Objective
Revise the lines from the one containing "Instruction for annotators: the class to label is baseboard" through the one containing "[[400, 389, 502, 425], [218, 377, 251, 410]]", inclusive, by substituting "heater" for "radiator". Reproduce only those lines, with everything else unchanged.

** begin Input **

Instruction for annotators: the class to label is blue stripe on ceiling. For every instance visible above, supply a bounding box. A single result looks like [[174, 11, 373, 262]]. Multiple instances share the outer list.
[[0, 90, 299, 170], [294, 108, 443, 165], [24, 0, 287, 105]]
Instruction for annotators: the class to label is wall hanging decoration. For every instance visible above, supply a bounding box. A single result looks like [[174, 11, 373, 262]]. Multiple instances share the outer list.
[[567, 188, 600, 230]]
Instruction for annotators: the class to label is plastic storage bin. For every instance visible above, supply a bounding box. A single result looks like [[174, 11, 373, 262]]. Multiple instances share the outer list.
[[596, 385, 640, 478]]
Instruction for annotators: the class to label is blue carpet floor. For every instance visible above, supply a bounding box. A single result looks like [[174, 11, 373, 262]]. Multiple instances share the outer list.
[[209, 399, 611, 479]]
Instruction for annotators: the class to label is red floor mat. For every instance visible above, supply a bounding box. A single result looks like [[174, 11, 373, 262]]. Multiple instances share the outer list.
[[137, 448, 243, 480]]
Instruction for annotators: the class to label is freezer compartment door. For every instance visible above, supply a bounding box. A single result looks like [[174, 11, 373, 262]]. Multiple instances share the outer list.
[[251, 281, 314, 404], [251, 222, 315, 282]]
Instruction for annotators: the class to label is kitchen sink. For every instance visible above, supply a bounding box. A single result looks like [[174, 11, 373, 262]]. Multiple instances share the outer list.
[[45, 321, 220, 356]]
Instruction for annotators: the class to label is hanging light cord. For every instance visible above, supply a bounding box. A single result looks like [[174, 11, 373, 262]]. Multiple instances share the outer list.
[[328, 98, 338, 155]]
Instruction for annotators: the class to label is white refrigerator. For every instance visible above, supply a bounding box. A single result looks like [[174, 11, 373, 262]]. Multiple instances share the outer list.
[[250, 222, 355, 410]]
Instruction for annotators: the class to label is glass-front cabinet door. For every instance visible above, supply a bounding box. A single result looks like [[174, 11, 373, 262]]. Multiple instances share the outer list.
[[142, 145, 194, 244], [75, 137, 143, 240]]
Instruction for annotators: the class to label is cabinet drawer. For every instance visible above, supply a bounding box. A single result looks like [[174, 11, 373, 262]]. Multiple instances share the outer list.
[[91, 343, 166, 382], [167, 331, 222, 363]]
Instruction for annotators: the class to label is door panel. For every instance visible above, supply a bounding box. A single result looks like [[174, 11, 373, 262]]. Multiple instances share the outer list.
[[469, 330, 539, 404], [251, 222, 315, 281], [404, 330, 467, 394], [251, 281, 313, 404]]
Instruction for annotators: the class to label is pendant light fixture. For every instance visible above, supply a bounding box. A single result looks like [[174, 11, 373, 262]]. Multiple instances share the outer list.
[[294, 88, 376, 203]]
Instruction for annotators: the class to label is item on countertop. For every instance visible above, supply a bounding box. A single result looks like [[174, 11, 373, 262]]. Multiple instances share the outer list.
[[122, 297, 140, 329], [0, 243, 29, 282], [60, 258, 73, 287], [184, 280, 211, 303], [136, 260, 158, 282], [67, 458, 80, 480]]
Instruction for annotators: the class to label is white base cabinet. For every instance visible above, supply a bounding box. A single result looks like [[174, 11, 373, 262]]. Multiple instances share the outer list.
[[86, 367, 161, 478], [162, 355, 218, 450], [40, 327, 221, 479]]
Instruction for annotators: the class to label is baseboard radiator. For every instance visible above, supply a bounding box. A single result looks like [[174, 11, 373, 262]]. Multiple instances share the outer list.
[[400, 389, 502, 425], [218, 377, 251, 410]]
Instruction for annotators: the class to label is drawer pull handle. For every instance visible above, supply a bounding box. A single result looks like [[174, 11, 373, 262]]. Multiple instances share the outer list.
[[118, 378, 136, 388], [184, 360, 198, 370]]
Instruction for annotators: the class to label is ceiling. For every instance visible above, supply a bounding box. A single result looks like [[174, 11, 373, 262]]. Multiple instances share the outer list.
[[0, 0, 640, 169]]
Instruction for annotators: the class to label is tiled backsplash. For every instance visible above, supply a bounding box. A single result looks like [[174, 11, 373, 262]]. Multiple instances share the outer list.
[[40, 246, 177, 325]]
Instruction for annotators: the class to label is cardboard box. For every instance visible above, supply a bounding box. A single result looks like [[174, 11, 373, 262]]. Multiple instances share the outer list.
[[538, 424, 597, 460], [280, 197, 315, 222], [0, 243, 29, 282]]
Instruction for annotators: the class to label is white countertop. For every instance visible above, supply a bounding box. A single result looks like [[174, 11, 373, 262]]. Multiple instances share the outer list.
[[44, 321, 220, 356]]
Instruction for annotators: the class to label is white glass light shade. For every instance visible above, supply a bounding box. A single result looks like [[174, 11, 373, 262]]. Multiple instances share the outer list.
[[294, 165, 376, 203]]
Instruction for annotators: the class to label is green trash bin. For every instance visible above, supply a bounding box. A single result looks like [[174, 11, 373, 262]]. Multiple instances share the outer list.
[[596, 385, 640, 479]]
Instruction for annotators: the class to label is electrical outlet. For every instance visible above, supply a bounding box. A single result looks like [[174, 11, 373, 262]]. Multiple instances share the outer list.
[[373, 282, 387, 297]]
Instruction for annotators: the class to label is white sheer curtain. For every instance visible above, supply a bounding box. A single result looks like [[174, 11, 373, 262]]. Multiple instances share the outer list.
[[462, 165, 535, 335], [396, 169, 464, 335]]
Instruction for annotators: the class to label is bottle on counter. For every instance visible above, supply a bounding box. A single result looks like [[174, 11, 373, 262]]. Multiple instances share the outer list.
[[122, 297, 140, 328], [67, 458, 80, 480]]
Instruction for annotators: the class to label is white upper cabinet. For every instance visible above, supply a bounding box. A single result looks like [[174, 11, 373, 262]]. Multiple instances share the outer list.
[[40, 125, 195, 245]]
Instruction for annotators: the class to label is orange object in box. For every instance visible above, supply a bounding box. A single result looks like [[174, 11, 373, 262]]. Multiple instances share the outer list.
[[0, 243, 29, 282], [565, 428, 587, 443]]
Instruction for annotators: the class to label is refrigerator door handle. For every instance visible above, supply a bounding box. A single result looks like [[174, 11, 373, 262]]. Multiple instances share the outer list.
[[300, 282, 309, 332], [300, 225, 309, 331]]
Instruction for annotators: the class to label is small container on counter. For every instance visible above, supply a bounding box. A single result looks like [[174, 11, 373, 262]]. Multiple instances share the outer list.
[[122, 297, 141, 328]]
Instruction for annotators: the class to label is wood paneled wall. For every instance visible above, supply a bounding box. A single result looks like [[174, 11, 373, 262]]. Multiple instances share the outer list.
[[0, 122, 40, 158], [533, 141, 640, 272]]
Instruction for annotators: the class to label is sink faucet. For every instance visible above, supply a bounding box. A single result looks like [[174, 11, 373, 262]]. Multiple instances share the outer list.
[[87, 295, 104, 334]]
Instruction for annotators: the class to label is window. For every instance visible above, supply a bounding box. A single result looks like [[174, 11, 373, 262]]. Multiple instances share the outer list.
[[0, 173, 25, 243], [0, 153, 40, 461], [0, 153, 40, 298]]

** end Input **
** begin Input **

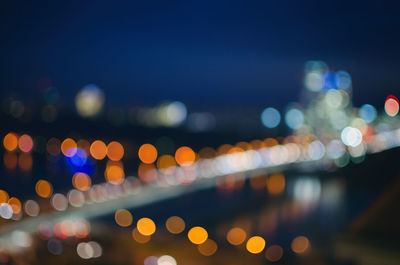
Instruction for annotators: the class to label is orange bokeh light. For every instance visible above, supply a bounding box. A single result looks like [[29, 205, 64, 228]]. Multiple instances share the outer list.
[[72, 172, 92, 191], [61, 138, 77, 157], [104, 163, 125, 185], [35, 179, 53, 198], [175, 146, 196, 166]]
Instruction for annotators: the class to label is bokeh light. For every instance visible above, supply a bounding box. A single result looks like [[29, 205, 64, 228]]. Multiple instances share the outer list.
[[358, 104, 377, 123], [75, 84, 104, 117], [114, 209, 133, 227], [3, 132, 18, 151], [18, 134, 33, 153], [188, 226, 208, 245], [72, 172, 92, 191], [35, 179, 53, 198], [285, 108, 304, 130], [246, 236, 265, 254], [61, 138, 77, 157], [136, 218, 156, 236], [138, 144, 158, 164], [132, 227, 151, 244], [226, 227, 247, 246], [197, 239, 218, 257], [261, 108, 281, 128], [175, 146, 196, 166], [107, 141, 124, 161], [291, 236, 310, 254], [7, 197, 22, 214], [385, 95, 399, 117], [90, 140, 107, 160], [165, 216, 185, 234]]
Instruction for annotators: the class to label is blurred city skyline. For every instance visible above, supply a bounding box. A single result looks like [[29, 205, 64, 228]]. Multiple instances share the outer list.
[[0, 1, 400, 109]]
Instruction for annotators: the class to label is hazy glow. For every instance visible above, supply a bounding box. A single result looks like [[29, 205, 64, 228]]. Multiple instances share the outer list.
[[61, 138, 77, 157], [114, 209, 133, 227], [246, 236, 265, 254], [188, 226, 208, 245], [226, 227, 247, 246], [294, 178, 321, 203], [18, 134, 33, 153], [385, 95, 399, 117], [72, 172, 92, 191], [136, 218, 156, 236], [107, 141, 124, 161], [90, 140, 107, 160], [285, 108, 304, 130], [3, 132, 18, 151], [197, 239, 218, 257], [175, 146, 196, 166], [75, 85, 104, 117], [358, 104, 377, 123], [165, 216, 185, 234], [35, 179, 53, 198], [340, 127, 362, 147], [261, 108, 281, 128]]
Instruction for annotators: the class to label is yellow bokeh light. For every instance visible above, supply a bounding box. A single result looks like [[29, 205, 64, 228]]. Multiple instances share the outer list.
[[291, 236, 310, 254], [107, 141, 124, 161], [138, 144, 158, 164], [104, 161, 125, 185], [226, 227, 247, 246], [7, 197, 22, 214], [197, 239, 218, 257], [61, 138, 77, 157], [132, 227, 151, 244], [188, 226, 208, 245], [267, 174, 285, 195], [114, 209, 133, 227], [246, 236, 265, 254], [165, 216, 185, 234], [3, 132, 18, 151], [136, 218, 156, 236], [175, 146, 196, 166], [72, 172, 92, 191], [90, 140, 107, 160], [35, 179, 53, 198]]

** end Input **

Output
Instruction for annotators: the class to label is baseboard heater. For every instance visible above, supply a bounding box. A single result looks like [[174, 11, 373, 262]]. Multiple instances share the outer list.
[[400, 389, 502, 425], [218, 377, 251, 410]]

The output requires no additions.